### TASK INPUT

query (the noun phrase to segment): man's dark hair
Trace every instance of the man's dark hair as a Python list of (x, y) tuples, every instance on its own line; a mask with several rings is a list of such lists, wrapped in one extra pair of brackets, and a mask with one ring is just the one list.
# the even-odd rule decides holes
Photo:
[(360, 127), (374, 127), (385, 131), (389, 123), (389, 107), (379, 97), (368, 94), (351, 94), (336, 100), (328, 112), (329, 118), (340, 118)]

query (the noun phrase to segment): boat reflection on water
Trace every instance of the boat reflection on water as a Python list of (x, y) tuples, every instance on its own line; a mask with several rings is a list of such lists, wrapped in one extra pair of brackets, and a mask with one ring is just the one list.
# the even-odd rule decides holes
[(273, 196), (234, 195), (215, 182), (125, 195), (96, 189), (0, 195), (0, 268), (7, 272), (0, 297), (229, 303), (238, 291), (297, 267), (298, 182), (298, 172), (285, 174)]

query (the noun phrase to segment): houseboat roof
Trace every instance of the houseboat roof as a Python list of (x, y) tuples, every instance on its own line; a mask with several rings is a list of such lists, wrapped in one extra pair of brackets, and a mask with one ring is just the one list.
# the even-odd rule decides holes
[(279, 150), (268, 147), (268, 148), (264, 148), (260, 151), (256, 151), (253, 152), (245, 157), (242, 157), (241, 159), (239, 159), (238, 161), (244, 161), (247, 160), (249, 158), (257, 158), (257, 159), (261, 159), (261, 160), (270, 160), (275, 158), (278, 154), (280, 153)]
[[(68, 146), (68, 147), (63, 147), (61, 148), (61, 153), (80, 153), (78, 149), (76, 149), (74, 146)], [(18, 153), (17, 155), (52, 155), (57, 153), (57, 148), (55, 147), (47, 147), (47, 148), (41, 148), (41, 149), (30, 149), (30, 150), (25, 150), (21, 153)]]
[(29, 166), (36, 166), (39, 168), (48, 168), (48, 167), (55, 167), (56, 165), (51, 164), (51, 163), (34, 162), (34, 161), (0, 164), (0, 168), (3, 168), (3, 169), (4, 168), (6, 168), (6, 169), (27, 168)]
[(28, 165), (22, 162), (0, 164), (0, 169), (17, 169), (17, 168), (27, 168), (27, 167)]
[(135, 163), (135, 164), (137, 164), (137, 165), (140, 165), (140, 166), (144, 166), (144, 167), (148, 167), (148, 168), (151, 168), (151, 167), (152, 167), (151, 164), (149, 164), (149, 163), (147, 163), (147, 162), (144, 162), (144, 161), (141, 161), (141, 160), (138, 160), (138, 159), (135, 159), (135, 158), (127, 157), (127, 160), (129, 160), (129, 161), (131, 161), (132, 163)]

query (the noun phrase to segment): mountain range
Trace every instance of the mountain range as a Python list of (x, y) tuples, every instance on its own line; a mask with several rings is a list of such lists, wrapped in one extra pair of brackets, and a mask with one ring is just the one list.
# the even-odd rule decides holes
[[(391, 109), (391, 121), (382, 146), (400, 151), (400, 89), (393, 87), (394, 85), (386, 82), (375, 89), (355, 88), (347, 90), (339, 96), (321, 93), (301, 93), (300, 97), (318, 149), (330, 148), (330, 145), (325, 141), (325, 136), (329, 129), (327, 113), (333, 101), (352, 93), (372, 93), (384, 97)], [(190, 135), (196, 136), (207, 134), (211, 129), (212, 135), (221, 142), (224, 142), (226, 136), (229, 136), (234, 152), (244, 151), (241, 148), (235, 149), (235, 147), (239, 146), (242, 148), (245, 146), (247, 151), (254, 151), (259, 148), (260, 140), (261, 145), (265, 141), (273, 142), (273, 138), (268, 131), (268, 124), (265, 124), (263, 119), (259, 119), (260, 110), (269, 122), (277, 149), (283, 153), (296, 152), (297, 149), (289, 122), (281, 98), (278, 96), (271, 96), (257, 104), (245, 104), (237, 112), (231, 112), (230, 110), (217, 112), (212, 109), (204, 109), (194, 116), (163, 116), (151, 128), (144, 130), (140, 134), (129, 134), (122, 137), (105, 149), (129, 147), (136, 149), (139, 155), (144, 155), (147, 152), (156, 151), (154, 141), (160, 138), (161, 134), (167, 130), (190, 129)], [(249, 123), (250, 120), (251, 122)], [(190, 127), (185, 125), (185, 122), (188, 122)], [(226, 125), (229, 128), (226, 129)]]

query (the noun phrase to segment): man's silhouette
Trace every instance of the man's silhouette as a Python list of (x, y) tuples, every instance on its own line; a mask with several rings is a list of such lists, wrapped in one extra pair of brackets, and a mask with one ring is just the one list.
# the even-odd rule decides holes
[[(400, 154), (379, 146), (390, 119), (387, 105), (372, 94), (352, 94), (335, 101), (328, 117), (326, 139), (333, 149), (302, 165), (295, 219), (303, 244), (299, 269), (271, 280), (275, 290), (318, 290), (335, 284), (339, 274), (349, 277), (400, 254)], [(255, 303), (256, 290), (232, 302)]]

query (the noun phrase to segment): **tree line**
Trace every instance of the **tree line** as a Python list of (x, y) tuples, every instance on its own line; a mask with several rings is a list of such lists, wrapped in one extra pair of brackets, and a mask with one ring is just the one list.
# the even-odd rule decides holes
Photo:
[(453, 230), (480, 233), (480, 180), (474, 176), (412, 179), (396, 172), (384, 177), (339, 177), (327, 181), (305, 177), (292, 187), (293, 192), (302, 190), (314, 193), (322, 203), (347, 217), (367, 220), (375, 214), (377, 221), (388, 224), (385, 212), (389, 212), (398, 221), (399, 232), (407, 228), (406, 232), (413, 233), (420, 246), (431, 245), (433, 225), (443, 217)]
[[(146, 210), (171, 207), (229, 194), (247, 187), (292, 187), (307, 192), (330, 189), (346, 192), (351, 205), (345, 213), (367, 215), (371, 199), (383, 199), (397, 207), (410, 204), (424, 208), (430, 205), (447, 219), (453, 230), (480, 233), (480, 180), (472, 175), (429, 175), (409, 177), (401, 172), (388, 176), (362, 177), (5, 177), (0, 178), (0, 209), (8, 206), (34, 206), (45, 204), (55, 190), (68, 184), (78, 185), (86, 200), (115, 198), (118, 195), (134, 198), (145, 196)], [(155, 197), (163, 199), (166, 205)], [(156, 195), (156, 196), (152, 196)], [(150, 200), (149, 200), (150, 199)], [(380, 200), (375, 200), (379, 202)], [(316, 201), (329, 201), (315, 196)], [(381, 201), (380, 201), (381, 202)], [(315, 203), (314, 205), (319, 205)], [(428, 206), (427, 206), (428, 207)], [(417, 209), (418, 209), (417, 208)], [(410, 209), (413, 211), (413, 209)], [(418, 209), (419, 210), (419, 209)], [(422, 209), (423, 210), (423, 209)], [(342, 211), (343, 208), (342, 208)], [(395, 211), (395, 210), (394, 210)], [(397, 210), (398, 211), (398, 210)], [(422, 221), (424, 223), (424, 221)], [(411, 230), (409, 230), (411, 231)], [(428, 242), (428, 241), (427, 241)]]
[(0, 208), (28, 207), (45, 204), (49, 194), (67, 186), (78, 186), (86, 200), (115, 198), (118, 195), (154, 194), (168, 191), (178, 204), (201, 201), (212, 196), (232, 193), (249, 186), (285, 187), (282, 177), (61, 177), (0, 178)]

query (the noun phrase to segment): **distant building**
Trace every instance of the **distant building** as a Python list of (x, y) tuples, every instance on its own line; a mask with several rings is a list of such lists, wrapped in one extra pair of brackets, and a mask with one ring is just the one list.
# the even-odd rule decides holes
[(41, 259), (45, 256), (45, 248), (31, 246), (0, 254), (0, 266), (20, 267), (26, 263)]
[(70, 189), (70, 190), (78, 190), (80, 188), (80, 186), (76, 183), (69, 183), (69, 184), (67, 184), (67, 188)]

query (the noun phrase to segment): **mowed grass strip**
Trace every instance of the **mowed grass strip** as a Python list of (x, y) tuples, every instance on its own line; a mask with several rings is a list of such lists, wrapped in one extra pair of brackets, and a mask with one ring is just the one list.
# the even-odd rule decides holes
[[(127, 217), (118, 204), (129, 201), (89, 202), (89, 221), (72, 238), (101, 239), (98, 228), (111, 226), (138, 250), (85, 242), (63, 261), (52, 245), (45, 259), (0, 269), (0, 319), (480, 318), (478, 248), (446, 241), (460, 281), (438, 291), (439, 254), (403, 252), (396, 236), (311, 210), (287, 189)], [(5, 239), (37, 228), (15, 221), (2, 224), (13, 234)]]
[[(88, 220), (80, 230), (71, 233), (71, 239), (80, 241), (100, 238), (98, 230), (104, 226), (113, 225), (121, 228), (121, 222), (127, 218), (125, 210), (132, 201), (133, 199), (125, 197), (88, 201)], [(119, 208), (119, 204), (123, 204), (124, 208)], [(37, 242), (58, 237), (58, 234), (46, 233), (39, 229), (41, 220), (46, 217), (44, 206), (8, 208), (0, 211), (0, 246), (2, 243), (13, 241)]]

* * *

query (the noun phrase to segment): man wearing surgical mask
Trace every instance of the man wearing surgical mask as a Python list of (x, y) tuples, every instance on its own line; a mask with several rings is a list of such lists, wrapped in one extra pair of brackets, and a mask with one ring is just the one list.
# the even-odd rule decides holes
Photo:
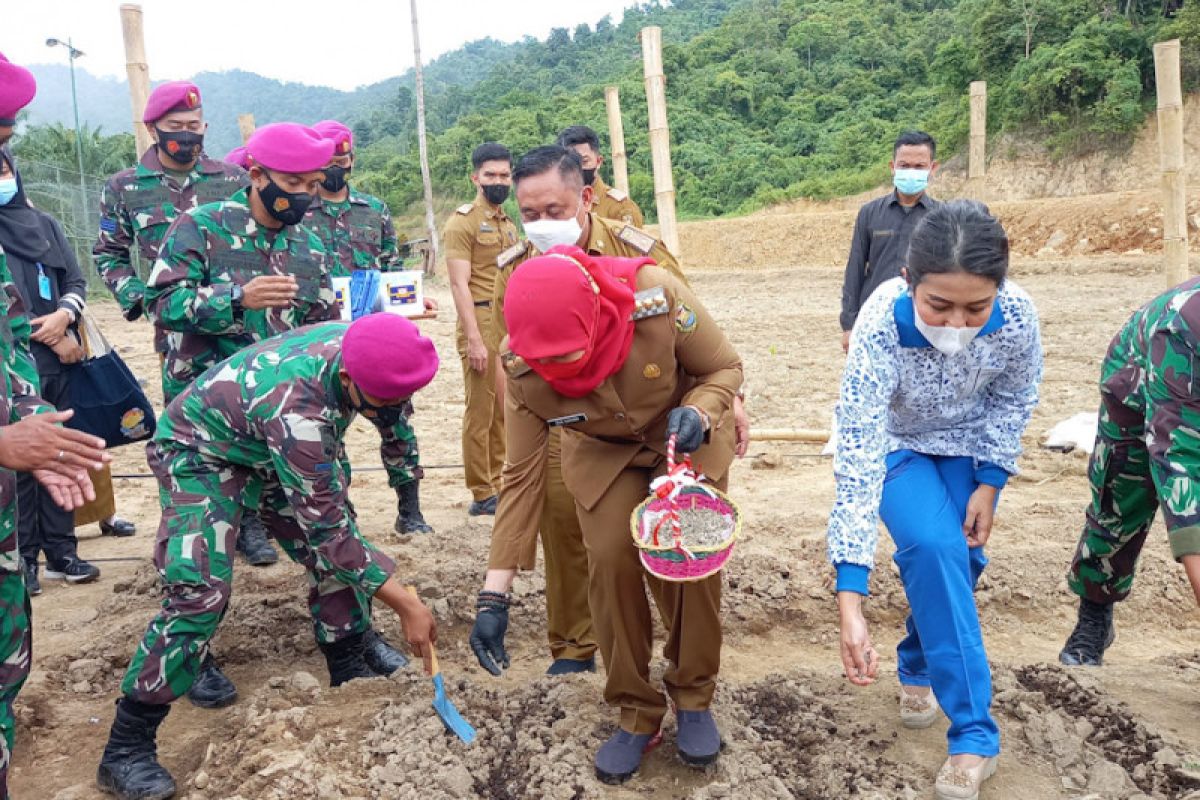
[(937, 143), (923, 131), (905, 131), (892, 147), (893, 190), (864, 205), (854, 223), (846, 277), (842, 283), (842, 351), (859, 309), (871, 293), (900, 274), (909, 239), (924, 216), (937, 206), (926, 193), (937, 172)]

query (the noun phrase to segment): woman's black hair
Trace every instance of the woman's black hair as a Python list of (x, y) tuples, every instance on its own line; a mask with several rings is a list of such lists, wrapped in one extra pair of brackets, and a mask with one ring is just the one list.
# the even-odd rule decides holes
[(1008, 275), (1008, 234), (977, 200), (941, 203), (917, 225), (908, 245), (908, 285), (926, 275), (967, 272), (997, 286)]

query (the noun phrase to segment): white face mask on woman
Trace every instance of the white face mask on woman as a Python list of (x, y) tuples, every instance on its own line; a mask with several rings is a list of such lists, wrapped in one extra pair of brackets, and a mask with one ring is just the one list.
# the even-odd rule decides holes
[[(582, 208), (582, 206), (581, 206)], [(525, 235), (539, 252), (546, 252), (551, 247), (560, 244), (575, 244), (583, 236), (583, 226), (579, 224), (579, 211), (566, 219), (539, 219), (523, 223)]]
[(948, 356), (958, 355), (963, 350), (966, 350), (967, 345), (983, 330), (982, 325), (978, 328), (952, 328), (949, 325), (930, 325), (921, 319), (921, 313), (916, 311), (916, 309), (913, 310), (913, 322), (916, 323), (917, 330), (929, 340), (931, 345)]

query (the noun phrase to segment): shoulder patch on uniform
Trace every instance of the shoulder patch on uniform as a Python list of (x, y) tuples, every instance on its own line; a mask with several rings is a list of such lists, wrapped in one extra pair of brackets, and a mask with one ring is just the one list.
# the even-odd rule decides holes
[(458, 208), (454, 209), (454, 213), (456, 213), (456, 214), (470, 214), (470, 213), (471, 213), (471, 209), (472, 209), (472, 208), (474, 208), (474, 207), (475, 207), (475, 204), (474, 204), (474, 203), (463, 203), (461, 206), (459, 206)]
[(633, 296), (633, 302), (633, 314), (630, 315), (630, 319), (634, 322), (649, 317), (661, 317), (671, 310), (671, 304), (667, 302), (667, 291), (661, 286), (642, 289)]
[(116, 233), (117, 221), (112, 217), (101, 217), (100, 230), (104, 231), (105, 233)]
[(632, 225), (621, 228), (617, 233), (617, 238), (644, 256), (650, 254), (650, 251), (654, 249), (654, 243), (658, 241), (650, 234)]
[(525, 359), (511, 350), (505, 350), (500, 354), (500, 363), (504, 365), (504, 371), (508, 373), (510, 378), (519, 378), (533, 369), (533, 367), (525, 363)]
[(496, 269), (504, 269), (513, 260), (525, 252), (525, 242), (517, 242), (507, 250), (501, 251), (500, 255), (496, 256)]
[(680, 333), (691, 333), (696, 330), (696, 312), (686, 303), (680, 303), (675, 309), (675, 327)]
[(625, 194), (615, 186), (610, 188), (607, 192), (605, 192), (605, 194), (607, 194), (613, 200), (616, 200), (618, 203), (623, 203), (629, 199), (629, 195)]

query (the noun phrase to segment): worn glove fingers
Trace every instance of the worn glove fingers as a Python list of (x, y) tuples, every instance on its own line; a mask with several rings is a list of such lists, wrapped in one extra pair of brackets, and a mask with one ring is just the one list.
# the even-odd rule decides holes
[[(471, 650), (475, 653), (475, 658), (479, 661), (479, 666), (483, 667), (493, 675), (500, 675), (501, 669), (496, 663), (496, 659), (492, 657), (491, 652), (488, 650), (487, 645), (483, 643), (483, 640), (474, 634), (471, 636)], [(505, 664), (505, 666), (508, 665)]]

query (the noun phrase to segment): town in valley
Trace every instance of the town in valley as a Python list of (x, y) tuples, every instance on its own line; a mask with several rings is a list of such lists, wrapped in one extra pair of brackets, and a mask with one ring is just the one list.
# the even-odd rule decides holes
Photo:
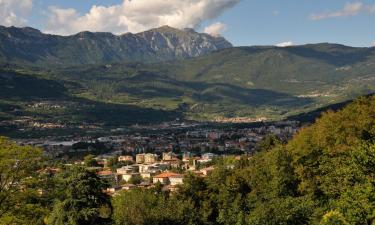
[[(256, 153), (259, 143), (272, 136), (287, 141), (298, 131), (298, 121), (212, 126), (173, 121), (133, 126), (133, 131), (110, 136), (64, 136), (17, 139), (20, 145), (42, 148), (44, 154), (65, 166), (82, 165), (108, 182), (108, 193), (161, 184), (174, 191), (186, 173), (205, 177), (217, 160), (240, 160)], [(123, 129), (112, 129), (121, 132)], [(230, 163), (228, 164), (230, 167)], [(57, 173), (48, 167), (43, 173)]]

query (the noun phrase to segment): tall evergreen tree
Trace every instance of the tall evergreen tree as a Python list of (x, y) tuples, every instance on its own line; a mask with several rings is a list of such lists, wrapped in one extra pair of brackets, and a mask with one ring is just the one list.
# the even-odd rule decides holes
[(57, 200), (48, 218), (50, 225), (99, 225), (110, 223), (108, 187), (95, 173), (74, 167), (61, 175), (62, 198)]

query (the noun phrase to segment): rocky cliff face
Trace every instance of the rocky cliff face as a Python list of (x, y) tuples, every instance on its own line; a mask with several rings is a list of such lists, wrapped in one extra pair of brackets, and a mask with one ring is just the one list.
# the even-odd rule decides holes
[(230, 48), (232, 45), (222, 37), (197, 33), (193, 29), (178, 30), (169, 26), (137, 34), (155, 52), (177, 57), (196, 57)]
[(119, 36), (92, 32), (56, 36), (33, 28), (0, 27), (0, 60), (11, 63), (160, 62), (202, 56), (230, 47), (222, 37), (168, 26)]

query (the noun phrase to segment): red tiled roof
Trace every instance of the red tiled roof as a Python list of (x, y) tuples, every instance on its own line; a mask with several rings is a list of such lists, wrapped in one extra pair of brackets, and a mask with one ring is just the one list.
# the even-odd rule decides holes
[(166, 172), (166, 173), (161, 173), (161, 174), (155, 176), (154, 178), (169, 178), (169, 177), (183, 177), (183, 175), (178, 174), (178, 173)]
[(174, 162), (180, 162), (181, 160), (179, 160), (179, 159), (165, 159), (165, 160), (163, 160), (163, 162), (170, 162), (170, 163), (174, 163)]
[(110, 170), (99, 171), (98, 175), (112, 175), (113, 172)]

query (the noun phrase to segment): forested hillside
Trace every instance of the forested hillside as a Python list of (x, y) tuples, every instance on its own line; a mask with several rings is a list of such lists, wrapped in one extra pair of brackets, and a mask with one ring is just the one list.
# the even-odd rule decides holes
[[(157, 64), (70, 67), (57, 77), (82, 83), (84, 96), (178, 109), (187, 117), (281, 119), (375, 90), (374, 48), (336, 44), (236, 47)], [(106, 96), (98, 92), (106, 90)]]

### EXERCISE BRIEF
Reproduce only the lines above, starting at the line with "query (the noun phrase to segment): man's dark" and ending at the line with "query (the noun phrase to segment): boat", exactly as written.

### SOLUTION TO THIS TASK
query (the noun phrase to segment): man's dark hair
Trace every instance of the man's dark hair as a Python list of (x, y) tuples, every instance on its own line; a mask with several rings is a list of such lists, wrapped in one extra pair of brackets, and a mask with one ring is just the one list.
# the even-odd rule decides holes
Photo:
[(360, 127), (374, 127), (385, 131), (389, 123), (389, 107), (379, 97), (368, 94), (351, 94), (336, 100), (328, 112), (329, 118), (340, 118)]

query (the noun phrase to segment): boat reflection on water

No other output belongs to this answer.